» TO BE DONE
Copy out word for word everything from the line containing "Could you identify the sky" down to the last line of the block below.

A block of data

◇ ◇ ◇ ◇

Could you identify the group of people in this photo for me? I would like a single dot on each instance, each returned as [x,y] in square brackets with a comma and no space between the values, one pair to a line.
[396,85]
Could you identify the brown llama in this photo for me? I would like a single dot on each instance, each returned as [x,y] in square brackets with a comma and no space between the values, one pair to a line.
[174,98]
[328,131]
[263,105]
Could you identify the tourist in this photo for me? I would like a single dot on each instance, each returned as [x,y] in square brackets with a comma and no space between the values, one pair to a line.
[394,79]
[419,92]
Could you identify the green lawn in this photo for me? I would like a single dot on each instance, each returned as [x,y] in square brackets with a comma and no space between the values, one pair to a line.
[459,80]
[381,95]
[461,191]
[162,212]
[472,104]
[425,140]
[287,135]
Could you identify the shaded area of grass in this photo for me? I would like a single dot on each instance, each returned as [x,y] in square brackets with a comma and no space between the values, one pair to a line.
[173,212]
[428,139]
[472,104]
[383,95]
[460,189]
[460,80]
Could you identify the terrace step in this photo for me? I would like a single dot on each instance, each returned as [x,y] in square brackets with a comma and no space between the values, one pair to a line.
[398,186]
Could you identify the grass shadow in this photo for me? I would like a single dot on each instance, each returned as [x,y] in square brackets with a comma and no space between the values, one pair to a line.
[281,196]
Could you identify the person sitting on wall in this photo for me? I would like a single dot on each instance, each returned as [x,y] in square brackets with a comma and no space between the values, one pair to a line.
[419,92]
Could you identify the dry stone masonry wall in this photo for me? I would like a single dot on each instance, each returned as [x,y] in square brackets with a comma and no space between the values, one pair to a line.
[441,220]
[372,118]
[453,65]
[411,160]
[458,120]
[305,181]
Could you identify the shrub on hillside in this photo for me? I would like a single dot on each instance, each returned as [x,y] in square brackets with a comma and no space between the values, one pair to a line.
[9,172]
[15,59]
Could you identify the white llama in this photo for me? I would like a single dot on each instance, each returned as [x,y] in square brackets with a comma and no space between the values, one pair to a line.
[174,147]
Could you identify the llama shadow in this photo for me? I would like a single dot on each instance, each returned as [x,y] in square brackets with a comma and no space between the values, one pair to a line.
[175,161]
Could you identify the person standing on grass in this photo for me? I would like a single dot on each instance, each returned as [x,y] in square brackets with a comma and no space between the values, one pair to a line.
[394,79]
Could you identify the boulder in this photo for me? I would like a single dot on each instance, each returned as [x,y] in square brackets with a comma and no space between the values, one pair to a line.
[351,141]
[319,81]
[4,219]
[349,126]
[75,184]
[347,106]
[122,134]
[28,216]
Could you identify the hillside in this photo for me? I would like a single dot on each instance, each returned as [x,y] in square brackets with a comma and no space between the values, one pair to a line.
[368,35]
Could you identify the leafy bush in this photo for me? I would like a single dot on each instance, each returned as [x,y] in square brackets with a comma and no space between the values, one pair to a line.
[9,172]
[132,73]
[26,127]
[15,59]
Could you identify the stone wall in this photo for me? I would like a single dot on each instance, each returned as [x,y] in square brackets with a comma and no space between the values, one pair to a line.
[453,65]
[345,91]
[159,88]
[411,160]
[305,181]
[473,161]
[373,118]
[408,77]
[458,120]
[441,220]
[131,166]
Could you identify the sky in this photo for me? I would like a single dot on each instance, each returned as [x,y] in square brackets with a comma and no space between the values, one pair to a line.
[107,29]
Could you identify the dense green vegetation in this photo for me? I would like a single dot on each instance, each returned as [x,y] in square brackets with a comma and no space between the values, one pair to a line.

◇ ◇ ◇ ◇

» ANSWER TO THIS TASK
Could you identify the sky in this photo for me? I would like a single dot on each instance, each returned as [x,y] in square brackets with a comma and no space between the values, one pair to a line.
[107,29]
Could you identify the dense green vegetation in this photo for me? I would like a single dot on each instance, each returned as [x,y] in square brackets with a comma and no space between the values, one pair to a line.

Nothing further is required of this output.